>> start Text passage

A short list of pro women have the diverse skills to shine in both sets of racers. Brit Lizzie Deignan (Boels-Dolmans) and Annemiek van Vleuten (Orica-Scott) can both challenge on flat roads, as well as climbs. They face the challenge of choosing which races to target and how to prepare for each. “They are subtly different and require different approaches,” says Deignan, winner of three spring classics last season. “It is now worthwhile taking a different approach as there are three [Ardennes] races to target rather than the one.”

But which race or races to target? That’s the question on every team leader’s mind this season. After a hiatus since 2003, the women’s Amstel Gold returns this April. The women will take to the tight and twisty Dutch roads and tackle many of the same climbs as the men’s race. They’ll charge up punchy climbs like the Geulhemmerberg (970 meters at 7.9 percent), the Bemelerberg (900 meters at 7.0 percent), and finish 1.8 kilometers beyond the top of the Cauberg (800 meters at 12 percent) giving the peloton a small glimmer of chance to chase back any attacks established by the climbers.

Liège-Bastogne-Liège Femmes will be the second one-day monument (after the women’s Tour of Flanders) to join the WWT calendar. The women’s race will include the traditional finale of the Côte de La Redoute, Côte de la Roche-aux-Faucons, and Côte de Saint-Nicolas. Boels-Dolmans’s Anna van der Breggen is a studied Ardennes rider, having won Flèche two years running. She’s the rider to beat when it comes to the steeps of the Mur de Huy. But translating her skillset and fortune into wins at both Amstel and Liège will prove difficult, especially with more riders eyeing the Ardennes than ever before.

>> end Text passage
>> start Information given

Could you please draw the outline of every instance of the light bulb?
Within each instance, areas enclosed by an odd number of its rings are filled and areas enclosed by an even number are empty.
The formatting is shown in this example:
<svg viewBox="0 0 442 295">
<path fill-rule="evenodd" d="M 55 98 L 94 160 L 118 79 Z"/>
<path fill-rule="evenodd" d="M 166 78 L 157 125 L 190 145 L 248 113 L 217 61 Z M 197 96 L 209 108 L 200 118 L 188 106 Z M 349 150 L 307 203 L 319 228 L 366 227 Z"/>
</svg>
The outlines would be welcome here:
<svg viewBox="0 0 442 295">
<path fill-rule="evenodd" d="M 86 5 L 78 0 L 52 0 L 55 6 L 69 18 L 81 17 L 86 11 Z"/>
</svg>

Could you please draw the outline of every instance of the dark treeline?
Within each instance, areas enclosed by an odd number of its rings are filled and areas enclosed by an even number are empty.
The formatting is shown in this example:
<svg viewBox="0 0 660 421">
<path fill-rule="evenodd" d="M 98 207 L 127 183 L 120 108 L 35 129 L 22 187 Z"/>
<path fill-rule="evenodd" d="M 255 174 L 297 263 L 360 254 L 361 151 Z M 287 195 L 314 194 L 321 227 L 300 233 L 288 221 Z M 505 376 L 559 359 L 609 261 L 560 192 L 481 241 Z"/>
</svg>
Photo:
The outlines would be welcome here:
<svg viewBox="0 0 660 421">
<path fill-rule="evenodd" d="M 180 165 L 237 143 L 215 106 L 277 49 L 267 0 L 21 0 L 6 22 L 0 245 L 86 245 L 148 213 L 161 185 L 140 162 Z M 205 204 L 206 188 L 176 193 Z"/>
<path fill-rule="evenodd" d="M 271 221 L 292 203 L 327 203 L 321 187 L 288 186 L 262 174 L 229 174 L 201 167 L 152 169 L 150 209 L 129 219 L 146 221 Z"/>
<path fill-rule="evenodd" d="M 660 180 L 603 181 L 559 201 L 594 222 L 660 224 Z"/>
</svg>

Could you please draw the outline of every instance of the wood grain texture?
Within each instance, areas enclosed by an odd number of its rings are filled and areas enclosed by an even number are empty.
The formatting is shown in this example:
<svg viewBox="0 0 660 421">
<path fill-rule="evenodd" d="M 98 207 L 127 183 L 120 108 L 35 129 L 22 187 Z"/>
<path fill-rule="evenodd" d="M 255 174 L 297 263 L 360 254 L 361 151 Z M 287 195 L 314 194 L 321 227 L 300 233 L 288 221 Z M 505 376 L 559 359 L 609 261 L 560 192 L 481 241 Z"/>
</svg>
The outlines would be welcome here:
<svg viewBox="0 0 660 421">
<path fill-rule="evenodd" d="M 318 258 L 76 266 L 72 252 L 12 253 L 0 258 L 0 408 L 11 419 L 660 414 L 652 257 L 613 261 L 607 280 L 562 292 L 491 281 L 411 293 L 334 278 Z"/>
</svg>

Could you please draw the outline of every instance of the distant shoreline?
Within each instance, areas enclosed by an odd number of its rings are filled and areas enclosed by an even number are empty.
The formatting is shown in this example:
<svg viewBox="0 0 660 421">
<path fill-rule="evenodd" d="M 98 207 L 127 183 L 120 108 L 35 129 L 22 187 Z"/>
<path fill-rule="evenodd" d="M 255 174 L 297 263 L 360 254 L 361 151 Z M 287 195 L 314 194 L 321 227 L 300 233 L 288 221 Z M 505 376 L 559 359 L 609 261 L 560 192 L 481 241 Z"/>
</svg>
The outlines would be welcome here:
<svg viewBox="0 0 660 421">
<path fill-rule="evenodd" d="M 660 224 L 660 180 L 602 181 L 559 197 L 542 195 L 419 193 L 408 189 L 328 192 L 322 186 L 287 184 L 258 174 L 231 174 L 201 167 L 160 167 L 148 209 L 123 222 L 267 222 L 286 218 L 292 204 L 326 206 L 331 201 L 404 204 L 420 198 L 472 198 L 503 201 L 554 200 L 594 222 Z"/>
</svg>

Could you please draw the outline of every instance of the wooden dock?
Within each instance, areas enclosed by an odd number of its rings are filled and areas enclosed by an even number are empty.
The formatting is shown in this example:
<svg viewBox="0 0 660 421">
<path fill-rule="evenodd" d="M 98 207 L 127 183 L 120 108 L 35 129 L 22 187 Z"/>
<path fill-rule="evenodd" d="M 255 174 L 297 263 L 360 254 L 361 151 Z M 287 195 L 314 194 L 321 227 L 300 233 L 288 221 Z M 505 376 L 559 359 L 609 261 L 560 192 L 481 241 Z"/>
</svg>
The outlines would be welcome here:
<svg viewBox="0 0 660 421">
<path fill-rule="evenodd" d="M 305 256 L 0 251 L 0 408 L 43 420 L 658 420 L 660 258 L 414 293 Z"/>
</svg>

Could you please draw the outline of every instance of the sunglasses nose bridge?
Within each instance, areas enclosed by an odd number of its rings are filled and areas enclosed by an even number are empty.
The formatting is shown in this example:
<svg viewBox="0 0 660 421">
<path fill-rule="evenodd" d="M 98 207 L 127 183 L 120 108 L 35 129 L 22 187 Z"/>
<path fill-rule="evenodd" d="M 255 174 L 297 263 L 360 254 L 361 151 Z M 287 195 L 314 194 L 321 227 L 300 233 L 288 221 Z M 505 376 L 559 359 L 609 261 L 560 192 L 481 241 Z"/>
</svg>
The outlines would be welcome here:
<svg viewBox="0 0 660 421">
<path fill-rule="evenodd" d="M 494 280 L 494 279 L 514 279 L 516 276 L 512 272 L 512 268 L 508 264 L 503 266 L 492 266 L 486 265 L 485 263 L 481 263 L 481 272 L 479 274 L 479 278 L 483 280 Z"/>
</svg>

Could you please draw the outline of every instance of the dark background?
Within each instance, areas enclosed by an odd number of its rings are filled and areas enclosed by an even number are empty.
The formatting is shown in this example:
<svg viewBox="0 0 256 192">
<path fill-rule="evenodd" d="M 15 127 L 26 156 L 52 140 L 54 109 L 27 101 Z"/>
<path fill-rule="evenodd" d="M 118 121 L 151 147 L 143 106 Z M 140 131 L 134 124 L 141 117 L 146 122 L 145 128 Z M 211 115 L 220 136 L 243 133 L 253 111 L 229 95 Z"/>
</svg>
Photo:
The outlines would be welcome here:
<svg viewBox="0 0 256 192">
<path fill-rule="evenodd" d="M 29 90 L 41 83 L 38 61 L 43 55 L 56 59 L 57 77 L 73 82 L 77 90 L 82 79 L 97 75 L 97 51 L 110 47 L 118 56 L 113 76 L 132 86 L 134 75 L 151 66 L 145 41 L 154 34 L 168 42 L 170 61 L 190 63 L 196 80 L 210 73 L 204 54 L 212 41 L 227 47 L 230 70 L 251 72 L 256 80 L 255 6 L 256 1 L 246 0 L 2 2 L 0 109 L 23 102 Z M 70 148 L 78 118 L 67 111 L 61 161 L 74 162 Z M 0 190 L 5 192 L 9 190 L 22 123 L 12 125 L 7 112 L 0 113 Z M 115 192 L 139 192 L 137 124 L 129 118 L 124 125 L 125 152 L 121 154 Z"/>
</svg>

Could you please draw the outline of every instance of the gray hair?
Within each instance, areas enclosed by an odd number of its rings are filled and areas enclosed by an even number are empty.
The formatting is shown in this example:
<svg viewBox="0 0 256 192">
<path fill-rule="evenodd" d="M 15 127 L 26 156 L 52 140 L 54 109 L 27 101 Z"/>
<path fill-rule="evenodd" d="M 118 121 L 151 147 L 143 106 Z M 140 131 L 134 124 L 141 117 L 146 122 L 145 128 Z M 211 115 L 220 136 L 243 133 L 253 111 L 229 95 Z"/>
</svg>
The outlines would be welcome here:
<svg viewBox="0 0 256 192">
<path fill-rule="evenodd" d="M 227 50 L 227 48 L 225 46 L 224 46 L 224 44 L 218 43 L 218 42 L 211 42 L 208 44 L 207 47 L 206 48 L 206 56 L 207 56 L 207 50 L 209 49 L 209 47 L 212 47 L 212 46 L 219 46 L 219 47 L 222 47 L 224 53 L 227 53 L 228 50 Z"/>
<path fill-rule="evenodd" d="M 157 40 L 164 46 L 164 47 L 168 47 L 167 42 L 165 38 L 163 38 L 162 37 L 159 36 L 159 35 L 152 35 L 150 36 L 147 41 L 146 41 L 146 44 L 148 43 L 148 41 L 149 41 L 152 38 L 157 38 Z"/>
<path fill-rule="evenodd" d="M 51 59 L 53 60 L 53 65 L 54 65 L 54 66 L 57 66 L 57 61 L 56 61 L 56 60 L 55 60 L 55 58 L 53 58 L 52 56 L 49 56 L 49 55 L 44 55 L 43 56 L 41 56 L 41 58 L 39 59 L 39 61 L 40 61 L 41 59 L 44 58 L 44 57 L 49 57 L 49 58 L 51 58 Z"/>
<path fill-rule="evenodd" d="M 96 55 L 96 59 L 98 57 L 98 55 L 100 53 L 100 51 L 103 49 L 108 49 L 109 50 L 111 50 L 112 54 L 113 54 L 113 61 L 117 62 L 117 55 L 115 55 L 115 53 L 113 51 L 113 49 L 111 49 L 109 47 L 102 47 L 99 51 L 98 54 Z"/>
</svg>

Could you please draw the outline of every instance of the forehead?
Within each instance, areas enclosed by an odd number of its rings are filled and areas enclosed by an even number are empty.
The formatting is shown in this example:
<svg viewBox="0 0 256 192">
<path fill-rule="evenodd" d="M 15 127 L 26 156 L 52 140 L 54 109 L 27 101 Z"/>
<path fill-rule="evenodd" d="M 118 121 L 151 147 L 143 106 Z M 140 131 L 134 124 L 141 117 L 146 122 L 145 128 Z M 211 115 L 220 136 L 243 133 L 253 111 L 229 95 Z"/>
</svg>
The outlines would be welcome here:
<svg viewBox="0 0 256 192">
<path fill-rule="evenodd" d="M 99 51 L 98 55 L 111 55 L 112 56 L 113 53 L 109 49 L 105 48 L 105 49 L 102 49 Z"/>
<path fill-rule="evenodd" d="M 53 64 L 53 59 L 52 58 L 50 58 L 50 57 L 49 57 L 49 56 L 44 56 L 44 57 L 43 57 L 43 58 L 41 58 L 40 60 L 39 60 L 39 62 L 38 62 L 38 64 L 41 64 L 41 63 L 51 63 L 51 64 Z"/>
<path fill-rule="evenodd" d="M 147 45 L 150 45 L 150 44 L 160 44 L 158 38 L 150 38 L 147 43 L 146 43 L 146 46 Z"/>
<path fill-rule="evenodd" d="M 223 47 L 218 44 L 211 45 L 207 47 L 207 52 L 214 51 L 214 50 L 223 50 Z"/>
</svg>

>> end Information given

> **Work instructions**:
A – Quote the stretch of the women's Ardennes classics passage from "But which race" through "by the climbers.".
B – Continue the women's Ardennes classics passage from the point where it stops.

> **Final results**:
A –
But which race or races to target? That’s the question on every team leader’s mind this season. After a hiatus since 2003, the women’s Amstel Gold returns this April. The women will take to the tight and twisty Dutch roads and tackle many of the same climbs as the men’s race. They’ll charge up punchy climbs like the Geulhemmerberg (970 meters at 7.9 percent), the Bemelerberg (900 meters at 7.0 percent), and finish 1.8 kilometers beyond the top of the Cauberg (800 meters at 12 percent) giving the peloton a small glimmer of chance to chase back any attacks established by the climbers.

B –
A bigger challenge may be targeting the overall WWT series, the winner of which will be forced to focus on consistency throughout the spring season rather than victory at a single race.

“This could compromise looking for victories towards the back end of the eight weeks [from the start of the cobbles through the Ardennes] — the schedule leaves little time for training and recovery,” Deignan says. The calendar change could further splinter the field, pulling women in different directions as they attempt to specialize, and pushing teams to accommodate complex season plans to protect and support their riders.

Women’s teams generally run a single race program, with around 10 to 14 riders. Orica-Scott’s Bates says that careful planning is necessary for making sure the team’s best riders are in optimal shape for each of the big events. It’s a balancing act to prioritize certain races and rider goals without over-cooking the team, or worse.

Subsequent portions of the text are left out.